CONSIGNE DONNÉE => Extrayez des items ci-dessous chaque ligne qui contient le mot « cookies ».

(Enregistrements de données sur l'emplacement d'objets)
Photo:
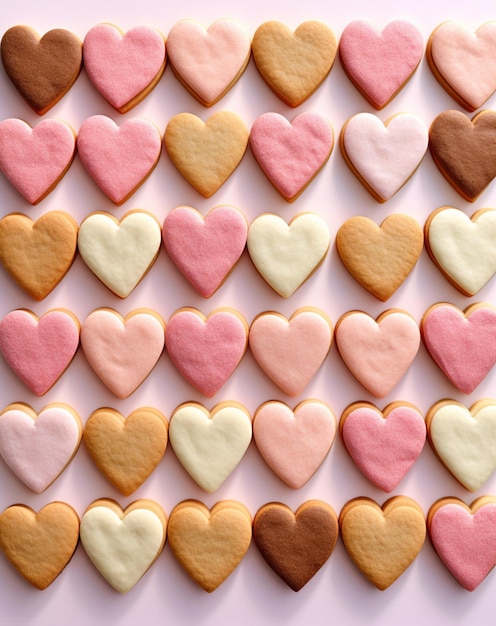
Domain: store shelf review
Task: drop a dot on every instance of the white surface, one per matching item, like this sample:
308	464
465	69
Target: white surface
253	594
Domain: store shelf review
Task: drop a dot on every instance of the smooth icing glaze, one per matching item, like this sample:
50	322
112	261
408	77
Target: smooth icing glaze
205	249
34	159
119	253
287	254
291	153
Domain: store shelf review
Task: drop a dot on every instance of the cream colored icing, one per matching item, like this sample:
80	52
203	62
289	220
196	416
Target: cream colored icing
286	254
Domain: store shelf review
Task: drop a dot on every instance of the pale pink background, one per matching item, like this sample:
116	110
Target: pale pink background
253	594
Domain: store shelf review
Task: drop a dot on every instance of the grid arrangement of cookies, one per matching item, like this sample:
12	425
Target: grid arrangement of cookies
382	541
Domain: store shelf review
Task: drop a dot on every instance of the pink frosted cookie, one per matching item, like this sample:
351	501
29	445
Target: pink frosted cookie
35	159
205	249
380	62
208	61
378	352
124	67
122	351
294	442
118	158
38	447
464	62
290	351
39	350
464	537
206	349
384	155
383	444
291	153
461	343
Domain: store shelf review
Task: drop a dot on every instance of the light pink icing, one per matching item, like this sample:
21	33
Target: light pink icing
384	448
294	443
208	60
465	542
206	351
205	249
464	348
378	354
380	62
122	65
37	450
290	351
118	158
122	352
34	159
291	153
38	351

CORRIGÉ =>
Task: drop a dot on every instance of the grid arrangement of cookies, one per matching item, like this sample:
Target: grid arrangement of cookies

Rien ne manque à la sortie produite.